__SOURCE DATA__
####################

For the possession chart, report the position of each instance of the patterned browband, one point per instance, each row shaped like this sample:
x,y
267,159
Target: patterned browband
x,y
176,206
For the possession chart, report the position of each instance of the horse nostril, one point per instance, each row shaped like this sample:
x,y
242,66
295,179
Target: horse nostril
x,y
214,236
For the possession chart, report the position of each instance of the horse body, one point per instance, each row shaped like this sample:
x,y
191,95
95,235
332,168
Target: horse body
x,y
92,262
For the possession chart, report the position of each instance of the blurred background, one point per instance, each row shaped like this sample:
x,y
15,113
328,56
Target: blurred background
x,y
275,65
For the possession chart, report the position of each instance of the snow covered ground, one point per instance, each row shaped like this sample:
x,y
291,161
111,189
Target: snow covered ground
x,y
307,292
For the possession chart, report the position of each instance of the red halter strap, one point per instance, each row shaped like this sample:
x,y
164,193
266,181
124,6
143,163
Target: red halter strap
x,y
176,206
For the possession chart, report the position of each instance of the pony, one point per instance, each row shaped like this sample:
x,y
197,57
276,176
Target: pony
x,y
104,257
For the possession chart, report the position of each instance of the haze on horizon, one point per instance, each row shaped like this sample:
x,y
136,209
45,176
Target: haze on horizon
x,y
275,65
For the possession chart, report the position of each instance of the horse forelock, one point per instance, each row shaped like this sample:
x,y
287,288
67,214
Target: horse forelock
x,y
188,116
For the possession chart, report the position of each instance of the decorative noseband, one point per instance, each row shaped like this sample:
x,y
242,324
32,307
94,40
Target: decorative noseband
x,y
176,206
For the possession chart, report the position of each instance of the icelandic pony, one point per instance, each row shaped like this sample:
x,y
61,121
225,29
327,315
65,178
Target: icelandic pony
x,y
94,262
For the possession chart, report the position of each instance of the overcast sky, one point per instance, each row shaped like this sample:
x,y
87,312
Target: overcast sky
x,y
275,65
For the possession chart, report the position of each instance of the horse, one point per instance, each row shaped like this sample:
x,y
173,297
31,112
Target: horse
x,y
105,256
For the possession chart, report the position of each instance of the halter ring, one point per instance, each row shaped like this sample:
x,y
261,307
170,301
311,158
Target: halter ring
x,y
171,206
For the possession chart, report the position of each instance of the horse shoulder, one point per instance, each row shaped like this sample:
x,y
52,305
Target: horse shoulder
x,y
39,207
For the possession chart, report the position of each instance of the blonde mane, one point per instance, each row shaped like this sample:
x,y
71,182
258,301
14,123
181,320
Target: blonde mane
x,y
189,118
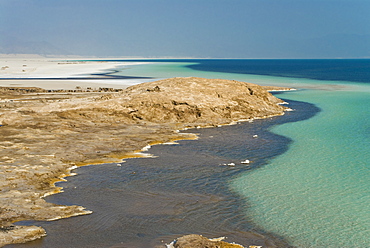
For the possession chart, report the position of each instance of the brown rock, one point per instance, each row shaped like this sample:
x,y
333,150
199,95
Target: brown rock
x,y
43,135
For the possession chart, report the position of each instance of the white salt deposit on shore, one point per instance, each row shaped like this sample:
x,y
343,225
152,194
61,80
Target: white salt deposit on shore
x,y
18,69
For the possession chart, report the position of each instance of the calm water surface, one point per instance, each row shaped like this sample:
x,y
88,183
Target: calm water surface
x,y
308,183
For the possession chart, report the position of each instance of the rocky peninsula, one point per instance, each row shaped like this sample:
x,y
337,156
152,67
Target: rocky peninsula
x,y
44,135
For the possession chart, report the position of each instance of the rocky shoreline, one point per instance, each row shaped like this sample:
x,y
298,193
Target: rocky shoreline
x,y
46,134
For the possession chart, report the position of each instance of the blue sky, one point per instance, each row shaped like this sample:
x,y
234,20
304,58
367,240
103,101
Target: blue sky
x,y
187,28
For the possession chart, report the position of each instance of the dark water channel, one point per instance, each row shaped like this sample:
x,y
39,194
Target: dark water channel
x,y
183,190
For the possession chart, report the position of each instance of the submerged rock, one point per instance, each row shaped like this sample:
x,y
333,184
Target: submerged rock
x,y
43,136
198,241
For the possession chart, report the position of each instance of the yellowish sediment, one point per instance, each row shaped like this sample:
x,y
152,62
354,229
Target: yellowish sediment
x,y
41,140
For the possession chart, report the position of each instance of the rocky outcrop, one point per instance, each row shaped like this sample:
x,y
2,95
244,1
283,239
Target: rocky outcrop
x,y
42,137
198,241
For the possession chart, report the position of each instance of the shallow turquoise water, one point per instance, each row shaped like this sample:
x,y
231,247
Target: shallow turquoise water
x,y
317,194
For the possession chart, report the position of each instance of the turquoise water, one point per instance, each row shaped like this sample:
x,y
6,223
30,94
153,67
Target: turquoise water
x,y
317,194
308,183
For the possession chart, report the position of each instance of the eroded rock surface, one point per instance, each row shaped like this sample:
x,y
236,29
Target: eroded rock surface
x,y
43,136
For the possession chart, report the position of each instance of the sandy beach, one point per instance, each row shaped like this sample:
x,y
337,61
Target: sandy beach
x,y
61,73
45,135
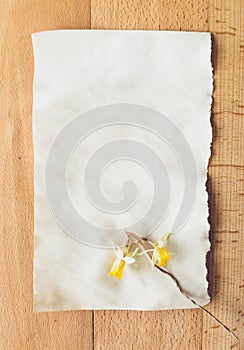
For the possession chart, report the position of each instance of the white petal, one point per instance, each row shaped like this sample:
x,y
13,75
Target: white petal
x,y
128,260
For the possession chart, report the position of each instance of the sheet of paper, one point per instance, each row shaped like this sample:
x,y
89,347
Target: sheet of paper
x,y
122,135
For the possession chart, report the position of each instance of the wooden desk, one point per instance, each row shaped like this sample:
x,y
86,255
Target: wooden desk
x,y
108,330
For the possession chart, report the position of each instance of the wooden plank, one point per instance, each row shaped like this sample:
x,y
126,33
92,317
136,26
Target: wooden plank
x,y
148,330
225,21
20,327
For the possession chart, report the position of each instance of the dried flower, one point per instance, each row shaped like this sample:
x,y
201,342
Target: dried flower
x,y
160,254
122,258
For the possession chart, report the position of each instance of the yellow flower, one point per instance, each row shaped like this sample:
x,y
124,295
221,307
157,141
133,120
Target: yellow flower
x,y
160,254
119,263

####################

__TASK OBJECTIVE__
Starting at the line that contains "of the dried" and stopping at the end of the listing, rewrite those lines with "dried flower" changed to "pressed flower" and everything else left the same.

__ANSWER FOR THIS EXERCISE__
For the possession chart, report the position of each instance of the pressed flower, one point per instance, each row shaped like this sample:
x,y
201,342
Target: pressed flower
x,y
160,254
122,258
For the possession chart, report the position of each instance of the yellow flower, one point per instance, each row shaped like this sample:
x,y
124,295
221,307
157,141
133,120
Target: yellow flower
x,y
160,254
119,263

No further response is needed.